# [PROBLEM 1]
In the abstract on coronary CT angiography, what scale was used to grade subjective image quality?
# [PROBLEM 2]
Reproduce the abstract on coronary CT angiography from "In this single-centre" up to and including "1 = non-diagnostic).".

# [EXTRACT]
┌────────
Published online Oct 28, 2018. doi: 10.4329/wjr.v10.i10.135
Peer-review started: April 30, 2018
First decision: June 6, 2018
Revised: August 14, 2018
Accepted: October 8, 2018
Article in press: October 8, 2018
Published online: October 28, 2018
To determine the radiation dose and image quality in coronary computed tomography angiography (CCTA) using state-of-the-art dose reduction methods in unselected “real world” patients.
In this single-centre study, consecutive patients in sinus rhythm underwent CCTA for suspected coronary artery disease (CAD) using a 320-row detector CT scanner. All patients underwent the standard CT acquisition protocol at our institute (Morriston Hospital) a combination of dose saving advances including prospective electrocardiogram-gating, automated tube current modulation, tube voltage reduction, heart rate reduction, and the most recent novel adaptive iterative dose reconstruction 3D (AIDR3D) algorithm. The cohort comprised real-world patients for routine CCTA who were not selected on age, body mass index, or heart rate. Subjective image quality was graded on a 4-point scale (4 = excellent, 1 = non-diagnostic).
└────────
# [EXTRACTED DATA]
┌────────
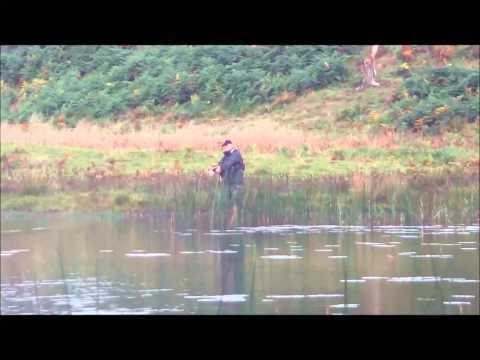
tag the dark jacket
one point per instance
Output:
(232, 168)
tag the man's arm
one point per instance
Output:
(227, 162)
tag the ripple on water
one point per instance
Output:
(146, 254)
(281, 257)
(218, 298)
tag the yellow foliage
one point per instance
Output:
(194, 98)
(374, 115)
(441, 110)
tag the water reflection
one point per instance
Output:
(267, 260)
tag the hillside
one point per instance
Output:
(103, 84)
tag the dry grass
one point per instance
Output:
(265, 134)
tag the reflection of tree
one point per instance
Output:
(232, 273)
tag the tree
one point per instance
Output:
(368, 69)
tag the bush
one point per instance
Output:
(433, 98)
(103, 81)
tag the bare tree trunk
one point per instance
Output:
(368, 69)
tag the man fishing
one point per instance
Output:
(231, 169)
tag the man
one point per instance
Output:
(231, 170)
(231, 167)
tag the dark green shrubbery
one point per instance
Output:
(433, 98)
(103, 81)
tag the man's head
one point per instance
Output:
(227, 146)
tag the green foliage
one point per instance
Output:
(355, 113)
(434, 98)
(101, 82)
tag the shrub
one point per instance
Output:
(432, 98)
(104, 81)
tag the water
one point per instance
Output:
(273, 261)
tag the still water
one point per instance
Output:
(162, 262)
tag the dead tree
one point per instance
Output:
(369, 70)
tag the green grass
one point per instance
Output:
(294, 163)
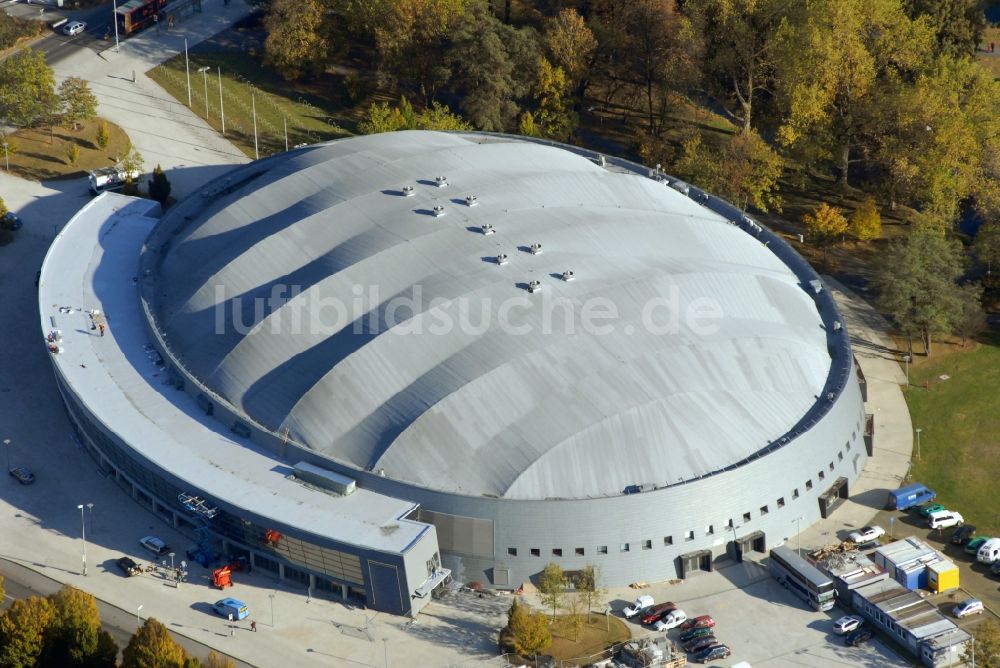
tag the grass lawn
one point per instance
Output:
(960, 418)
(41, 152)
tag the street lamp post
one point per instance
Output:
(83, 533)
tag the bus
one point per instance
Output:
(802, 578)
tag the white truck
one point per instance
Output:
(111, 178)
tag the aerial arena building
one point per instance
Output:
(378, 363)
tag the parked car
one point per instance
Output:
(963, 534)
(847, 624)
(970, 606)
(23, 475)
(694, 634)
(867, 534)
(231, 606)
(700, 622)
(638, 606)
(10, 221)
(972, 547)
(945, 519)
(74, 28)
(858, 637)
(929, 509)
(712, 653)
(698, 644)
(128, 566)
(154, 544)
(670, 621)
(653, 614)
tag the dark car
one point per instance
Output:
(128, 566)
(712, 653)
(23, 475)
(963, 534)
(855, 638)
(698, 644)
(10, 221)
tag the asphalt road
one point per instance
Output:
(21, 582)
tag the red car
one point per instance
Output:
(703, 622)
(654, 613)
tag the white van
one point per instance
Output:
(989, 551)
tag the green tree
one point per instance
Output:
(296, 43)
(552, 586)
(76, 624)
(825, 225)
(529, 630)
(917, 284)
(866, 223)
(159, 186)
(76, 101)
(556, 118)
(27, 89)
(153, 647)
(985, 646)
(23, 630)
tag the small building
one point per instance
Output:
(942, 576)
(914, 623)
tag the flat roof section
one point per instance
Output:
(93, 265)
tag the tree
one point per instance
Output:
└────────
# [WRITTEN ANSWER 1]
A 4-point scale, where 4 is excellent and 1 is non-diagnostic.

# [WRITTEN ANSWER 2]
In this single-centre study, consecutive patients in sinus rhythm underwent CCTA for suspected coronary artery disease (CAD) using a 320-row detector CT scanner. All patients underwent the standard CT acquisition protocol at our institute (Morriston Hospital) a combination of dose saving advances including prospective electrocardiogram-gating, automated tube current modulation, tube voltage reduction, heart rate reduction, and the most recent novel adaptive iterative dose reconstruction 3D (AIDR3D) algorithm. The cohort comprised real-world patients for routine CCTA who were not selected on age, body mass index, or heart rate. Subjective image quality was graded on a 4-point scale (4 = excellent, 1 = non-diagnostic).